● DOCUMENT SOURCE:

Selon une définition générale, une religion s’entend typiquement d’un système particulier et complet de dogmes et de pratiques. Essentiellement, la religion s’entend de profondes croyances ou convictions volontaires, qui se rattachent à la foi spirituelle de l’individu et qui sont intégralement liées à la façon dont celui-ci se définit et s’épanouit spirituellement, et les pratiques de cette religion permettent à l’individu de communiquer avec l’être divin ou avec le sujet ou l’objet de cette foi spirituelle.

Dans ce contexte, les modalités par lesquelles les tribunaux se saisissent du religieux renvoient à une véritable posture de neutralité de l’État. En effet, ce n’est qu’à partir des nécessités de la garantie de la liberté de conscience et de religion que les juges définissent ce phénomène… et ils le définissent le plus largement possible afin que le champ de protection de la liberté qui lui est associée puisse inclure le plus large éventail de conceptions du monde présentes dans la société. D’ailleurs, c’est précisément dans des contentieux liés à des religions minoritaires et souvent mal acceptées socialement que les juges ont été amenés à élaborer leur position. Et alors qu’ils qualifiaient parfois les groupes litigieux de « sectes »[13] ou de « sectes religieuses »[14], l’usage de ces termes traduisant probablement la persistance de préjugés négatifs des juges à l’endroit de certains groupes minoritaires, ils n’en tiraient pas pour autant de conséquence juridique quant à la garantie de la liberté de conscience et de religion et leurs décisions ne défavorisent pas ces systèmes axiologiques pourtant étrangers à la culture de société.

La religion dans le dispositif juridique québécois

Si le législateur québécois ne définit jamais directement la religion, une conception de ce que recouvre ce terme peut néanmoins être dégagée de la lecture des textes de lois qu’il a adoptés… et il s’agit là d’une conception qui s’éloigne de la position de la Cour suprême du Canada que je viens de mentionner. En effet, c’est principalement lorsqu’elles en régulent l’expression collective que les lois québécoises abordent le fait religieux. Ce faisant, elles donnent ainsi la prépondérance à l’élément objectif caractérisant la religion, en l’occurrence le culte, plutôt qu’elles ne prennent en compte son élément subjectif.

● LIGNES DE DONNÉES:
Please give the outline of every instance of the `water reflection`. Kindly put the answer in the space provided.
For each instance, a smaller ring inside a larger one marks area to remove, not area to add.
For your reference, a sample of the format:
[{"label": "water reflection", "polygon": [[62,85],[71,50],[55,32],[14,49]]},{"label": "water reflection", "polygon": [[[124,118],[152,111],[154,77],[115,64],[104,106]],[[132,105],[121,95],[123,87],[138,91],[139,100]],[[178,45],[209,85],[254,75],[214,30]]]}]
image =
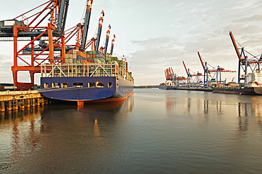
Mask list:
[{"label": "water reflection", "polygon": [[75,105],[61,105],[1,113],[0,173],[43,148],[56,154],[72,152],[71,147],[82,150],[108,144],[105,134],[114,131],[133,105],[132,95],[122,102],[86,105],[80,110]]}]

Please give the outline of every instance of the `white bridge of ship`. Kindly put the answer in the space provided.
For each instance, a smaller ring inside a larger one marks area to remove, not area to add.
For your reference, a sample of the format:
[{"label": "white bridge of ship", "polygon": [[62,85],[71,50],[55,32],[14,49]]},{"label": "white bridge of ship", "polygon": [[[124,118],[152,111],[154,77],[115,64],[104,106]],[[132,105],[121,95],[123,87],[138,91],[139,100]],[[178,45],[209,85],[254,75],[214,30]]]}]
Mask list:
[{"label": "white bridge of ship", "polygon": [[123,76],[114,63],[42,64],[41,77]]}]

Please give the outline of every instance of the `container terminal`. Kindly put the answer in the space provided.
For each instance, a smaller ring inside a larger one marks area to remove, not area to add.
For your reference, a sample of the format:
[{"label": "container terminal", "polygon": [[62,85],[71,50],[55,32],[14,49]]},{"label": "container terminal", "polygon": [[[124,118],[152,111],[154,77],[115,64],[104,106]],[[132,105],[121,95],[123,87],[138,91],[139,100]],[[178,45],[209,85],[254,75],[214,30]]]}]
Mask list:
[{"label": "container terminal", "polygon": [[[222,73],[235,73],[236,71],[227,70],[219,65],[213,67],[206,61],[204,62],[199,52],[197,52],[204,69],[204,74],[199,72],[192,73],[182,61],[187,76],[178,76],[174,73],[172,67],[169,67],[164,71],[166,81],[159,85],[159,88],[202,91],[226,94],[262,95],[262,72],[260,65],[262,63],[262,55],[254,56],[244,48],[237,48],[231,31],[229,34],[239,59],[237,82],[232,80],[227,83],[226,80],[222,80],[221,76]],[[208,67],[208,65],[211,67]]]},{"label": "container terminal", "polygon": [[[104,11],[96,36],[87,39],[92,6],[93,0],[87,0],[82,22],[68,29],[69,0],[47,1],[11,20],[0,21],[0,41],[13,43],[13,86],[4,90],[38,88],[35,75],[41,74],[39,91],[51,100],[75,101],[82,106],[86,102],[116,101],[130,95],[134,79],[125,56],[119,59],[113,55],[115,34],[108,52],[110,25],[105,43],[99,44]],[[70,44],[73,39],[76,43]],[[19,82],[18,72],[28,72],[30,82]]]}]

● TÂCHE COURTE: En vous appuyant sur le document source, expliquez en une à trois phrases pourquoi les juges définissent la religion le plus largement possible. Ce matériel n'a aucun lien avec le document source.

● RÉPONSE COMPLÈTE: Les juges définissent la religion à partir des nécessités de la garantie de la liberté de conscience et de religion. Ils en retiennent la définition la plus large possible pour que le champ de protection de cette liberté puisse inclure le plus large éventail de conceptions du monde présentes dans la société.